» Dataset content:
━━━━━━━━━━━━━━━━

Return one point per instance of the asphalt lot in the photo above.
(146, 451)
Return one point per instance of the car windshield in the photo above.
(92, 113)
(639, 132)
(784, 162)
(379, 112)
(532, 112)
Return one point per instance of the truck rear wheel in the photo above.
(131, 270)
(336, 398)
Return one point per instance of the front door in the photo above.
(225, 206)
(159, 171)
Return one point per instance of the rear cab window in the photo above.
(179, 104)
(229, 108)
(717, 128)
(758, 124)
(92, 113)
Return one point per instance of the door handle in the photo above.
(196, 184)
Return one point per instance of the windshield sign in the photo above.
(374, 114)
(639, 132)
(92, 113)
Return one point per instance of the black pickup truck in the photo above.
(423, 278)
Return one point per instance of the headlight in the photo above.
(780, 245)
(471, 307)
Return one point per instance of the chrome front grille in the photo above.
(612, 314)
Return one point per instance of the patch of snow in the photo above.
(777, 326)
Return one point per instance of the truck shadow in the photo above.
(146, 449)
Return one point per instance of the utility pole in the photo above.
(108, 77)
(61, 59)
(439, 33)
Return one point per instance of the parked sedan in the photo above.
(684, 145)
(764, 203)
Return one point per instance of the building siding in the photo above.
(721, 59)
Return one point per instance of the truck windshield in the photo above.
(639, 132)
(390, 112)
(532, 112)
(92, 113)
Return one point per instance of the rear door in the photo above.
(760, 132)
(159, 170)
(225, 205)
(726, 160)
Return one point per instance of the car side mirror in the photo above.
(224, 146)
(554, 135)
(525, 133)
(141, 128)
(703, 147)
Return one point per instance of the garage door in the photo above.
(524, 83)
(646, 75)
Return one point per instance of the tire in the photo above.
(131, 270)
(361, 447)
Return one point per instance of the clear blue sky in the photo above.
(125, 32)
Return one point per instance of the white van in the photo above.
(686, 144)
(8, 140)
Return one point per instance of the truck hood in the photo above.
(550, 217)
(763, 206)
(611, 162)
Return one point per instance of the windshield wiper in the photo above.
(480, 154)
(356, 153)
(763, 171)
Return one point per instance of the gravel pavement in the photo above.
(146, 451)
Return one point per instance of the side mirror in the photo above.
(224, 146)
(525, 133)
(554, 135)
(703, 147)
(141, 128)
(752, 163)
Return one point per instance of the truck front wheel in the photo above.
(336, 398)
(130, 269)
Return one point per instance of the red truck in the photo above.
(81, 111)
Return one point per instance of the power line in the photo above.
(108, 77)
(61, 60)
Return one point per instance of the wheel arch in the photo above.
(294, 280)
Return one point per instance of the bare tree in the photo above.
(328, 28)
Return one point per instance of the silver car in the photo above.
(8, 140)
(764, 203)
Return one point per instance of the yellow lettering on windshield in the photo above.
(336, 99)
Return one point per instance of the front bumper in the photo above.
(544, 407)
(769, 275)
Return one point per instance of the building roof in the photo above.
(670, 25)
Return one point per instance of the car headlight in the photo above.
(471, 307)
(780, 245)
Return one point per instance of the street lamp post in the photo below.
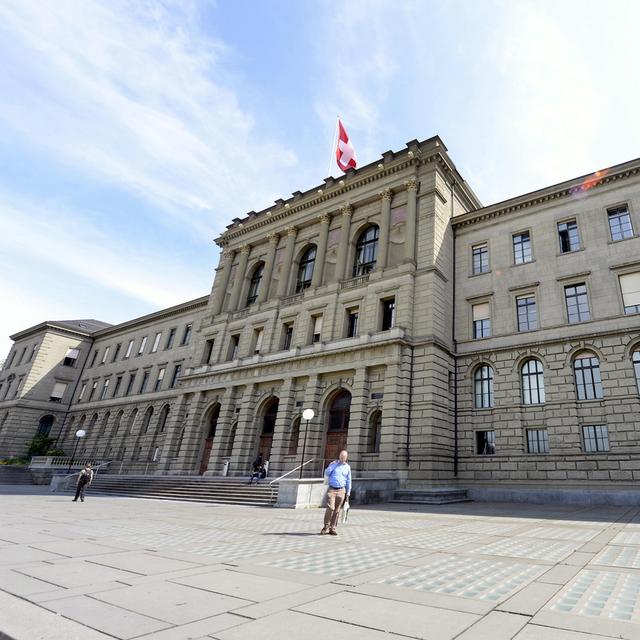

━━━━━━━━━━━━━━━━

» To do:
Return exactly, with no pictures, each line from the one that contains "Return one point per instance of the car headlight" through the end of the entries above, both ends included.

» Answer:
Return one point per instance of the car headlight in the photo above.
(471, 307)
(780, 245)
Return one point per instance of the street lamp post in the photo below.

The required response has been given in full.